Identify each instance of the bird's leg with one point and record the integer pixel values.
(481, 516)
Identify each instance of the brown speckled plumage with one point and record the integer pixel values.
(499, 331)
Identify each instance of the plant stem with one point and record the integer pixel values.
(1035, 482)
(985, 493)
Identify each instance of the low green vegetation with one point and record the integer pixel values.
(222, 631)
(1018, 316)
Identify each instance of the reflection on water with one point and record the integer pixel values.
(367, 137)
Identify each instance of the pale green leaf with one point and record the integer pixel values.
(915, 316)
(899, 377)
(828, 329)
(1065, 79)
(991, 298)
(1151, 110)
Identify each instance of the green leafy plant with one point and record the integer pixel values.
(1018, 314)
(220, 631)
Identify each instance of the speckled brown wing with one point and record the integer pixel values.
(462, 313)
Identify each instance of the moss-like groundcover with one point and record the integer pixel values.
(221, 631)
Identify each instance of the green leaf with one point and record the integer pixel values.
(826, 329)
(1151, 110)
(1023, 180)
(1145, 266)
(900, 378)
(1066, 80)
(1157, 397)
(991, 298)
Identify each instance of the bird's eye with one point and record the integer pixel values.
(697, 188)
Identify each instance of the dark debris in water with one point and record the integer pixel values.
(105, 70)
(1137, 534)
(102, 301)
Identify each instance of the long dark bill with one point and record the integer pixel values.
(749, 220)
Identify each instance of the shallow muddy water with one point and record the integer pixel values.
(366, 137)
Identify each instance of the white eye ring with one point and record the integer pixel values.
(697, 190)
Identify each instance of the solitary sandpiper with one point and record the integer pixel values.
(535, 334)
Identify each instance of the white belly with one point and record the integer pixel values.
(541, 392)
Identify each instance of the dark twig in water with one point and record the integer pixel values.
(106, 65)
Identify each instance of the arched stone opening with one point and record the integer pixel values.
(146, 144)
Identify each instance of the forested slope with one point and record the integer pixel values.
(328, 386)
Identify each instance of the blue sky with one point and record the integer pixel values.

▶ **WHAT IS BEING ASKED**: Can you rewrite the rows from the line with "Identify each instance of the forested" up to and including the last line of the rows, changing "slope" to "hillside" and keeping everything else the same?

▶ **THE RESULT**:
Identify each instance of the forested hillside with one point and record the integer pixel values.
(328, 386)
Identify each instance of the blue sky with one point and record the integer pixel values.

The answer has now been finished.